-- Opening Marker --
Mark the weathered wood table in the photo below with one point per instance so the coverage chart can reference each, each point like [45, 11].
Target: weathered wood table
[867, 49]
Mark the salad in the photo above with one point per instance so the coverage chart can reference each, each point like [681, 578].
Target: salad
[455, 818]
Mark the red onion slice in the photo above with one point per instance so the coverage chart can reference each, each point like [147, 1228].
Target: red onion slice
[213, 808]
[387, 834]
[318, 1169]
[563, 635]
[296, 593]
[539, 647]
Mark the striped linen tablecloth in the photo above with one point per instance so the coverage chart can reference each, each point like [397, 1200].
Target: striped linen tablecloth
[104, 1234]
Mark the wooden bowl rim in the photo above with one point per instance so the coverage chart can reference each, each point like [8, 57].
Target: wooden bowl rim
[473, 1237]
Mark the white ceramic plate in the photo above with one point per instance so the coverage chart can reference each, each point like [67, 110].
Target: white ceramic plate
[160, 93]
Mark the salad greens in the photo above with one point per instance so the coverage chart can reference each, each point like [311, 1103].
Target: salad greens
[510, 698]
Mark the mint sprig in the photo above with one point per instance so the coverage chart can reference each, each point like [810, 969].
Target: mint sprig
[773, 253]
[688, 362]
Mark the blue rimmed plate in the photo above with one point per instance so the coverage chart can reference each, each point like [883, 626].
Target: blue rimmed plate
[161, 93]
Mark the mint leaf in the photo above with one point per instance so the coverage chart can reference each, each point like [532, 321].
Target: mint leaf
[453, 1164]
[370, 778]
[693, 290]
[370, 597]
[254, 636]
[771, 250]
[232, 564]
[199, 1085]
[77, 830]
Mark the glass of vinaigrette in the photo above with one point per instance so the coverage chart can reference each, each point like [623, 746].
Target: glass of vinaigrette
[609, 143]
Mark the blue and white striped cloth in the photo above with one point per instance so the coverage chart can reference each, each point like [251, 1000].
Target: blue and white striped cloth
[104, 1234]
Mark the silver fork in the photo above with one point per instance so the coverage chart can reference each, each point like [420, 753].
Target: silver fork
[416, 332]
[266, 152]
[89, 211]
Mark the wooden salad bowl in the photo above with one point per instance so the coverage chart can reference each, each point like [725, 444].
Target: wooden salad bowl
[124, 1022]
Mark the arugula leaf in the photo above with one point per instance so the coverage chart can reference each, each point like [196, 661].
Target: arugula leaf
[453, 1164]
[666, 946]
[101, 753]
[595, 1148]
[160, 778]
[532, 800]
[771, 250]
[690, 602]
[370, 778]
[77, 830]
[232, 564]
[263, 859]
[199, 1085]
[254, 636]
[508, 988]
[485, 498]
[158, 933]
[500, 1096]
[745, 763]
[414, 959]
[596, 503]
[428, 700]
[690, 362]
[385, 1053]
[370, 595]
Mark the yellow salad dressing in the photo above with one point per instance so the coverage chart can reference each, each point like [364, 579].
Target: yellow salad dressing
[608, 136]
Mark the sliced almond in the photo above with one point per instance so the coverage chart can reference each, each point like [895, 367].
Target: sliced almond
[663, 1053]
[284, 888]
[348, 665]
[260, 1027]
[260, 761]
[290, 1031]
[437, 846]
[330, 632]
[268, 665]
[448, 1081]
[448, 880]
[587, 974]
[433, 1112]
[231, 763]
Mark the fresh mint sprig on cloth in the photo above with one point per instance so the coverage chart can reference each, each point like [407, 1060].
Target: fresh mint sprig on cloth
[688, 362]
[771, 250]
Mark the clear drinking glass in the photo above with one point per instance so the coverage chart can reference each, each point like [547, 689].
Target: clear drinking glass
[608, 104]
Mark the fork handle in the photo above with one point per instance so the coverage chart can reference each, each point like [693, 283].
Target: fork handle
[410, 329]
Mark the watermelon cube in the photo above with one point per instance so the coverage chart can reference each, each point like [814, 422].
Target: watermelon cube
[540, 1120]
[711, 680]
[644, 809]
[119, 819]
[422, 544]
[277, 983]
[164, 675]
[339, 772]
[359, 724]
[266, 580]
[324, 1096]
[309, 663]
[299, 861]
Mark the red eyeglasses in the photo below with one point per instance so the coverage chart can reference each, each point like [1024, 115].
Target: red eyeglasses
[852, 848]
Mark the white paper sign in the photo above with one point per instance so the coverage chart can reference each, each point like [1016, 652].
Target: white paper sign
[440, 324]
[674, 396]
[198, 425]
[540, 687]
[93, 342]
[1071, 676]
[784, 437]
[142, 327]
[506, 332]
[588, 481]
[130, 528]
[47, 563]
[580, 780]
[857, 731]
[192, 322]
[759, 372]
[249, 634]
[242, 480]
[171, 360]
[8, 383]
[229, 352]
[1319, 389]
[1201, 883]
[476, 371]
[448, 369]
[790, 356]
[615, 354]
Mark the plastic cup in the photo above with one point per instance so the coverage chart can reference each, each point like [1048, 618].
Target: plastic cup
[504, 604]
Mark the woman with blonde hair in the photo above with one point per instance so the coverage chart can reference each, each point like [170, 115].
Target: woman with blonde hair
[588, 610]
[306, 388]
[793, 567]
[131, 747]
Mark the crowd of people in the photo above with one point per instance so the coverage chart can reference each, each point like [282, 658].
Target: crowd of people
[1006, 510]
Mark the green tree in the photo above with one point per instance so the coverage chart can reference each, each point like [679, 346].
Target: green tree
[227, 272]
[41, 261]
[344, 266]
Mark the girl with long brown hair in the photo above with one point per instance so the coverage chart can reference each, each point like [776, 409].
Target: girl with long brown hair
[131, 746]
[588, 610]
-- Closing Marker --
For the word "below", find every line in the data that holds it and copy that line.

THE COMPLETED TASK -
Mark the weathered wood table in the photo below with one point per instance so the coverage chart can reference each, each point like [45, 11].
Mark the red eyeglasses in the photo below with one point per instance so the coverage chart can reference each, each point like [1024, 115].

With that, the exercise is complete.